··· Recorded data ···

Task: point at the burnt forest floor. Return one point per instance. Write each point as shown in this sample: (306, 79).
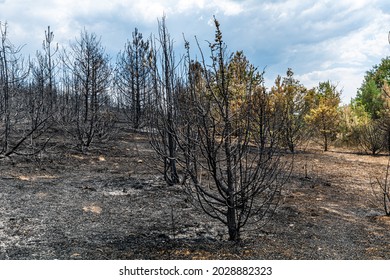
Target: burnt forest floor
(111, 203)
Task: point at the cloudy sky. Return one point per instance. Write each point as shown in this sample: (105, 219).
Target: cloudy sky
(335, 40)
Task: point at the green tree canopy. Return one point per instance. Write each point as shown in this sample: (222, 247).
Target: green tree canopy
(369, 95)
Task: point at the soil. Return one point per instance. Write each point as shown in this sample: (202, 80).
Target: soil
(111, 203)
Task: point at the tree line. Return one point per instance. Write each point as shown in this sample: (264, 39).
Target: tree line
(215, 127)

···

▸ **What this task involves**: How many of the lines above hold the word "point"? State that number and nothing else.

▸ **Task output**: 5